## Records for this exercise

╭──

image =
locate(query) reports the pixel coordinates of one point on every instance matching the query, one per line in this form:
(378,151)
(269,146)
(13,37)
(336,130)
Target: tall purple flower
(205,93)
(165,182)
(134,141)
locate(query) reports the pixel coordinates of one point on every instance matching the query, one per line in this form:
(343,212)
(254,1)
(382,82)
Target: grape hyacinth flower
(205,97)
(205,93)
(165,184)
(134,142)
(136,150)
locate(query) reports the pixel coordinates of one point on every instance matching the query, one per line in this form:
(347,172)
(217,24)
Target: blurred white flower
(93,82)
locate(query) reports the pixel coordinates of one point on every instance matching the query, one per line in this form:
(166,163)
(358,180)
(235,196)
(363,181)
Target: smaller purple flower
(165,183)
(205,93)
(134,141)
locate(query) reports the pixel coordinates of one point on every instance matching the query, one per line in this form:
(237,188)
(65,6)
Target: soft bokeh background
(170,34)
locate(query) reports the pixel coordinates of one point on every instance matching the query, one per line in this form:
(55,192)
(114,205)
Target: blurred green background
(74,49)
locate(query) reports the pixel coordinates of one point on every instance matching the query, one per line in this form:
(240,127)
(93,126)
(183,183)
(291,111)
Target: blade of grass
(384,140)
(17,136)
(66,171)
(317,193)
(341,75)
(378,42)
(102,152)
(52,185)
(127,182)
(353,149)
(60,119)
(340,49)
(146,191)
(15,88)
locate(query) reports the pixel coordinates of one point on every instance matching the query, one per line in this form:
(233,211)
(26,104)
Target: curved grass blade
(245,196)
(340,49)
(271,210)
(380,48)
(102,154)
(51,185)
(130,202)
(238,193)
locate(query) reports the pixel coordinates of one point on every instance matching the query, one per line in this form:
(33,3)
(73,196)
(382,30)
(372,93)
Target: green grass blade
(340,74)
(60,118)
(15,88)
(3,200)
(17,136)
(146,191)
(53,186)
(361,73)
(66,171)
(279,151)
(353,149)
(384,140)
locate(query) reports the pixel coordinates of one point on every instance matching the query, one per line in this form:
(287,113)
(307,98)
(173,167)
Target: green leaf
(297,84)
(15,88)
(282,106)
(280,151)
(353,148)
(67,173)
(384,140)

╰──

Using the data above, return each line exactly as written.

## Task output
image =
locate(query) reports the pixel coordinates of one point on every instance matching the query, one per line in this form:
(378,151)
(269,146)
(13,37)
(336,130)
Target: tall purple flower
(205,93)
(165,182)
(134,141)
locate(query) reports the pixel coordinates of one point on every instance matching the query, one per line in this form:
(343,212)
(254,1)
(382,82)
Target: grape hyacinth flower
(205,97)
(205,93)
(165,184)
(134,142)
(136,150)
locate(query) reports the pixel coordinates of one point on every instance matching the query, one per line in this form:
(347,172)
(217,24)
Target: blurred white flower
(93,82)
locate(query) reports the pixel coordinates of one point on every instance matching the query, one per line in this form:
(166,163)
(358,180)
(235,196)
(363,181)
Target: smaller purple flower
(165,183)
(205,93)
(134,141)
locate(query) reports the pixel coordinates of one point on every instance matching the query, one per line in this form:
(237,188)
(65,6)
Target: soft bokeh background
(170,34)
locate(query) reports the pixel coordinates of one point on every instance matching the query, one per line in this form:
(55,192)
(114,205)
Target: blurred green background
(74,49)
locate(query) reports the pixel coordinates of one point on every instance matching the query, one per line in this form:
(240,127)
(93,126)
(183,183)
(291,111)
Target: blade of grass
(384,140)
(17,136)
(66,171)
(317,193)
(341,75)
(378,42)
(102,152)
(52,185)
(127,182)
(353,149)
(60,119)
(340,49)
(146,191)
(15,88)
locate(query) reports the pixel coordinates of one point on every instance matching the query, one per line in this form:
(233,211)
(26,104)
Target: curved grass blade
(245,196)
(340,49)
(271,210)
(380,48)
(102,154)
(51,185)
(130,202)
(238,193)
locate(query) reports the pixel coordinates of one point on every instance matching the query, one per line in this form:
(33,3)
(73,196)
(382,30)
(372,93)
Target: green grass blade
(340,74)
(60,118)
(15,88)
(3,200)
(17,136)
(146,191)
(53,186)
(361,73)
(66,171)
(279,151)
(353,149)
(384,140)
locate(query) reports the pixel coordinates of one point on every instance matching the query, one per line in this form:
(287,113)
(307,98)
(173,167)
Target: green leaf
(297,84)
(15,88)
(282,106)
(280,151)
(353,148)
(67,173)
(384,140)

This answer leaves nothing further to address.